> EXERCISE INPUTS:
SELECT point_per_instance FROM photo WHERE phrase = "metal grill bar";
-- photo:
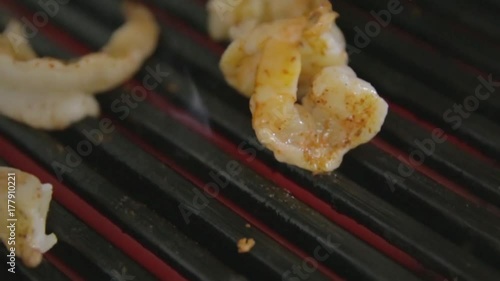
(139, 152)
(132, 215)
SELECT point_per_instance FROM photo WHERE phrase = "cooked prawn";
(308, 106)
(231, 19)
(319, 40)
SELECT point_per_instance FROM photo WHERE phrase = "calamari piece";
(31, 201)
(319, 40)
(48, 93)
(308, 106)
(231, 19)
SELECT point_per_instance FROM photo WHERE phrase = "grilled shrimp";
(339, 112)
(308, 106)
(319, 41)
(231, 19)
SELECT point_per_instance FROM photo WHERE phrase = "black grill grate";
(134, 206)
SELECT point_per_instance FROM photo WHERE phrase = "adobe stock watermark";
(454, 116)
(122, 107)
(309, 265)
(222, 7)
(49, 9)
(372, 29)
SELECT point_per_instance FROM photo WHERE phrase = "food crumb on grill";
(245, 245)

> SHORT PROBLEM:
Write out every line of the records above again, including the SELECT lines, and add 44 to both coordinates of every point. Leave the pictures out.

> RESULT OF THIS TASK:
SELECT point_per_instance FROM photo WHERE phrase = "metal grill bar";
-- photo:
(183, 196)
(176, 259)
SELECT point_per_instance FROM photo WHERE phrase = "cooked prawn";
(352, 150)
(275, 63)
(363, 84)
SELECT point_per_instance FROM photo WHERE phrase = "calamari piece";
(75, 245)
(363, 84)
(92, 137)
(352, 150)
(275, 63)
SELECT point_per_instance FROM photo WHERE phrase = "grilled shrimp";
(383, 156)
(352, 150)
(363, 85)
(275, 63)
SELECT point_per_instance FROM photo WHERE phrase = "black grill grate";
(178, 250)
SELECT point_per_instance FROM photo WHERE phrase = "adobe stock watermark";
(498, 160)
(166, 151)
(353, 309)
(266, 51)
(93, 53)
(416, 73)
SELECT point_per_instance FROM photo WHERE phrase = "food crumb on grill";
(289, 289)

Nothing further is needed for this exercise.